**Input rows**

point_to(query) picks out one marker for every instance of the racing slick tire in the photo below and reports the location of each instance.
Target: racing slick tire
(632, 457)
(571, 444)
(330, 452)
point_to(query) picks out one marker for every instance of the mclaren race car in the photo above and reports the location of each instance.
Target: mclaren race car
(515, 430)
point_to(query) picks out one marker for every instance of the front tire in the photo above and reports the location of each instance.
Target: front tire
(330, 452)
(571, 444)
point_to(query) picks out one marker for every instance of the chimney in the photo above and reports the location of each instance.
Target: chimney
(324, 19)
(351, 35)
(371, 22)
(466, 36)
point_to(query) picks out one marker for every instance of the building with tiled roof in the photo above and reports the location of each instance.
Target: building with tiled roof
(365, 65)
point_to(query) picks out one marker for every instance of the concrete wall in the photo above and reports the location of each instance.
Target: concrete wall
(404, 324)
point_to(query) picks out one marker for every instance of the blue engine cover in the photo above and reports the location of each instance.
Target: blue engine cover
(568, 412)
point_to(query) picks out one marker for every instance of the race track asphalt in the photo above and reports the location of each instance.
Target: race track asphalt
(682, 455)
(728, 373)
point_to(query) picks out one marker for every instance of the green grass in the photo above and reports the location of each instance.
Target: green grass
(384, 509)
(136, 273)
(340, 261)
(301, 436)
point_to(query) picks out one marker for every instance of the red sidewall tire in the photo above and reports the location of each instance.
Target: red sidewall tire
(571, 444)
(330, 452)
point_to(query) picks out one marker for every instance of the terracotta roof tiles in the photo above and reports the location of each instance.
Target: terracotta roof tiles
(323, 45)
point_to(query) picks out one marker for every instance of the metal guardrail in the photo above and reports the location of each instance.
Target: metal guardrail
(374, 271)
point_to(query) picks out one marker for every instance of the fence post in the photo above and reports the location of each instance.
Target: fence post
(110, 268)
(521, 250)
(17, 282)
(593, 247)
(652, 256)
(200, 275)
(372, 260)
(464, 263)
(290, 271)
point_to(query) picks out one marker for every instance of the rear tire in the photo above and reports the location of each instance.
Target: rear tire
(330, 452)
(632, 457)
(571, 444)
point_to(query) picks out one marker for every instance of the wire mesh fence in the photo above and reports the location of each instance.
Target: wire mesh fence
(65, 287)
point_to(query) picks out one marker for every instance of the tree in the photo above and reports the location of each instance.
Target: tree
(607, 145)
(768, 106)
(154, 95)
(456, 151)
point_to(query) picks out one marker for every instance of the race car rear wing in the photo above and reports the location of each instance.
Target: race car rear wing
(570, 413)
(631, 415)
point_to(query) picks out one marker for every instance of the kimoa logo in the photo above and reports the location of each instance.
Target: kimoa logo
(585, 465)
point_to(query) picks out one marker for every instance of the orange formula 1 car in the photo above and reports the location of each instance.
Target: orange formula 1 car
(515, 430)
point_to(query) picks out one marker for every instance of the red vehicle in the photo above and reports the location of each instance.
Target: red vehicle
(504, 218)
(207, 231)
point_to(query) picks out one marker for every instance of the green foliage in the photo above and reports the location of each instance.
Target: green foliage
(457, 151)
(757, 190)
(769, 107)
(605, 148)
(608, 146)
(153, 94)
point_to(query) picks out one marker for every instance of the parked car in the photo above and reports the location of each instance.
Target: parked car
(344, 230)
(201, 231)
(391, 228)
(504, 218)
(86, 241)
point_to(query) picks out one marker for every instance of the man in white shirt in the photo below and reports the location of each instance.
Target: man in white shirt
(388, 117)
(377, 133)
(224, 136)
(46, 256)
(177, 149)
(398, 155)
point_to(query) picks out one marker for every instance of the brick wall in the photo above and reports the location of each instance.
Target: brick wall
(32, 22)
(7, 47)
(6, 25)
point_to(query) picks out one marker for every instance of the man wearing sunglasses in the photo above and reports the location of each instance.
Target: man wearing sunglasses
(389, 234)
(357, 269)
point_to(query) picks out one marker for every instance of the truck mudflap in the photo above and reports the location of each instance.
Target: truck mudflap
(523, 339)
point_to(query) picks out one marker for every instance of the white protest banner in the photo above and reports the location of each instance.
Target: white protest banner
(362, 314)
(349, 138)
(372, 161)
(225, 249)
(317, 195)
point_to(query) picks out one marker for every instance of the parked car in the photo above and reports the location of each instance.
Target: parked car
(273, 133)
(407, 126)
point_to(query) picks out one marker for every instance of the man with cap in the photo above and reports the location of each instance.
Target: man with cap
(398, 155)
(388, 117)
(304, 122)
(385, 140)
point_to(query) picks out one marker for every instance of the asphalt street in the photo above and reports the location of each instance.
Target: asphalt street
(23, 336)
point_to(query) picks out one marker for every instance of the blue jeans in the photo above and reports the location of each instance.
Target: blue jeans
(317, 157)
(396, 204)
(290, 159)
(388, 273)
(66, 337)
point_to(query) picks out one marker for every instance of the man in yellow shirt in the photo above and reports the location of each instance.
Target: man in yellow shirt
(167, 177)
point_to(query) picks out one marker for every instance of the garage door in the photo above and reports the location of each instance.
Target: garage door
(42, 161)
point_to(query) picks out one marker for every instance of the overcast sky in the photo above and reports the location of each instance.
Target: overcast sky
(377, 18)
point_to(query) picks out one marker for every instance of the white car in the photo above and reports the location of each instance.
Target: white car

**Aim of the task**
Rewrite the data above as a Markdown table with two columns, n for the row number and Line for the line itself, leaving out any blank lines.

**Task solution**
| n | Line |
|---|---|
| 1 | point_to(query) picks out one marker for every instance of the racing slick tire in the photo below and reports the location of each instance. |
| 2 | Target: racing slick tire |
| 3 | (632, 457) |
| 4 | (571, 444) |
| 5 | (330, 452) |
| 6 | point_to(query) picks out one marker for every instance of the mclaren race car in the photo above and reports the location of each instance. |
| 7 | Target: mclaren race car |
| 8 | (515, 430) |
| 9 | point_to(query) picks out one marker for every instance of the front tire in the photo above and reports the location of each instance. |
| 10 | Target: front tire |
| 11 | (330, 452) |
| 12 | (571, 444) |
| 13 | point_to(query) picks out one marker for every instance of the chimney in the photo above and reports the location of each instance. |
| 14 | Target: chimney |
| 15 | (324, 19) |
| 16 | (351, 35) |
| 17 | (371, 22) |
| 18 | (466, 36) |
| 19 | point_to(query) picks out one marker for every instance of the building with tiled roof in the photo above and reports the location of each instance. |
| 20 | Target: building with tiled roof |
| 21 | (365, 65) |
| 22 | point_to(query) picks out one marker for every instance of the concrete wall in the photo above and reports the location of each instance. |
| 23 | Target: concrete wall |
| 24 | (404, 324) |
| 25 | point_to(query) picks out one marker for every instance of the blue engine cover in the photo above and reports the location of each instance. |
| 26 | Target: blue engine cover |
| 27 | (568, 412) |
| 28 | point_to(query) picks out one marker for every instance of the race track asphalt in the photo above and reports the location of each instance. |
| 29 | Target: race track asphalt |
| 30 | (682, 455) |
| 31 | (728, 373) |
| 32 | point_to(query) picks out one marker for every instance of the green grass in the photo above and reports the location of each instance. |
| 33 | Target: green grass |
| 34 | (384, 509) |
| 35 | (136, 273) |
| 36 | (340, 261) |
| 37 | (301, 436) |
| 38 | point_to(query) picks out one marker for every instance of the red sidewall tire in the photo above and reports the location of each instance. |
| 39 | Target: red sidewall tire |
| 40 | (571, 444) |
| 41 | (330, 452) |
| 42 | point_to(query) picks out one marker for every instance of the terracotta roof tiles in the photo above and reports the location of each instance. |
| 43 | Target: terracotta roof tiles |
| 44 | (323, 45) |
| 45 | point_to(query) picks out one marker for every instance of the metal guardrail in the photo above and reports the location of each instance. |
| 46 | Target: metal guardrail |
| 47 | (374, 271) |
| 48 | point_to(query) picks out one marker for every instance of the fence post in the photo above and reports the location of each instance. |
| 49 | Target: fence post |
| 50 | (110, 268) |
| 51 | (521, 250) |
| 52 | (17, 282) |
| 53 | (593, 247) |
| 54 | (652, 256) |
| 55 | (200, 275) |
| 56 | (372, 260) |
| 57 | (464, 263) |
| 58 | (290, 271) |
| 59 | point_to(query) picks out one marker for every instance of the rear tire in the photo above and reports the location of each instance. |
| 60 | Target: rear tire |
| 61 | (330, 452) |
| 62 | (632, 457) |
| 63 | (571, 444) |
| 64 | point_to(query) picks out one marker for every instance of the wire mesh fence in the photo above and reports the location of each instance. |
| 65 | Target: wire mesh fence |
| 66 | (65, 287) |
| 67 | point_to(query) picks out one marker for every instance of the tree in the photo above and reports the location of each instance. |
| 68 | Target: tree |
| 69 | (607, 145) |
| 70 | (768, 106) |
| 71 | (154, 95) |
| 72 | (456, 151) |
| 73 | point_to(query) picks out one marker for every instance of the race car rear wing in the photo above and reports the location of each instance. |
| 74 | Target: race car rear wing |
| 75 | (570, 413) |
| 76 | (631, 415) |
| 77 | point_to(query) picks out one marker for every instance of the kimoa logo in the photo above and reports the location of each instance. |
| 78 | Target: kimoa logo |
| 79 | (585, 465) |
| 80 | point_to(query) picks out one marker for every instance of the orange formula 1 car in the photo above and reports the location of each instance. |
| 81 | Target: orange formula 1 car |
| 82 | (515, 430) |
| 83 | point_to(query) picks out one marker for every instance of the red vehicle in the photo above and reports the location of each instance. |
| 84 | Target: red vehicle |
| 85 | (504, 218) |
| 86 | (207, 231) |
| 87 | point_to(query) picks out one marker for every instance of the green foliage in the photo above and reports the location of each instance. |
| 88 | Target: green foliage |
| 89 | (457, 151) |
| 90 | (757, 190) |
| 91 | (769, 107) |
| 92 | (605, 148) |
| 93 | (608, 146) |
| 94 | (153, 94) |
| 95 | point_to(query) picks out one marker for every instance of the parked car in the photo above and reports the location of each instance. |
| 96 | Target: parked car |
| 97 | (344, 230) |
| 98 | (201, 231) |
| 99 | (391, 228) |
| 100 | (504, 218) |
| 101 | (86, 241) |
| 102 | point_to(query) picks out one marker for every instance of the man in white shirt in the photo below and reports the location of each instance. |
| 103 | Target: man in white shirt |
| 104 | (388, 117) |
| 105 | (377, 133) |
| 106 | (224, 136) |
| 107 | (46, 256) |
| 108 | (177, 149) |
| 109 | (398, 155) |
| 110 | point_to(query) picks out one marker for every instance of the brick wall in the photo above and reports the location of each instance. |
| 111 | Target: brick wall |
| 112 | (32, 22) |
| 113 | (7, 47) |
| 114 | (6, 25) |
| 115 | point_to(query) picks out one marker for every instance of the man wearing sunglasses in the photo above and reports the location of each instance. |
| 116 | Target: man wearing sunglasses |
| 117 | (389, 234) |
| 118 | (357, 269) |
| 119 | point_to(query) picks out one marker for every instance of the truck mudflap in the photo above and reports the location of each instance. |
| 120 | Target: truck mudflap |
| 121 | (523, 339) |
| 122 | point_to(query) picks out one marker for every instance of the white protest banner in the photo above and reports the location of each instance. |
| 123 | Target: white protest banner |
| 124 | (362, 314) |
| 125 | (349, 138) |
| 126 | (372, 161) |
| 127 | (225, 249) |
| 128 | (317, 195) |
| 129 | point_to(query) picks out one marker for every instance of the parked car in the photo above and reports the location of each instance. |
| 130 | Target: parked car |
| 131 | (273, 133) |
| 132 | (407, 126) |
| 133 | point_to(query) picks out one marker for every instance of the man with cap in the photo above and reports the location of each instance. |
| 134 | Target: man with cap |
| 135 | (398, 155) |
| 136 | (388, 117) |
| 137 | (304, 122) |
| 138 | (385, 140) |
| 139 | point_to(query) picks out one marker for every instance of the asphalt street in the photo above and reports the location of each instance. |
| 140 | Target: asphalt street |
| 141 | (23, 336) |
| 142 | point_to(query) picks out one marker for every instance of the blue jeans in the photo above and reports the location of each instance. |
| 143 | Target: blue jeans |
| 144 | (317, 157) |
| 145 | (396, 204) |
| 146 | (290, 159) |
| 147 | (388, 273) |
| 148 | (66, 337) |
| 149 | point_to(query) picks out one marker for every instance of the man in yellow shirt in the photo above and reports the location of each instance. |
| 150 | Target: man in yellow shirt |
| 151 | (167, 177) |
| 152 | point_to(query) picks out one marker for every instance of the garage door in the photo above and reports the location of each instance. |
| 153 | Target: garage door |
| 154 | (42, 161) |
| 155 | point_to(query) picks out one marker for every instance of the overcast sky in the photo above and reports the location of each instance. |
| 156 | Target: overcast sky |
| 157 | (377, 18) |
| 158 | point_to(query) picks out one marker for every instance of the white car in the photo above and reports the location of each instance. |
| 159 | Target: white car |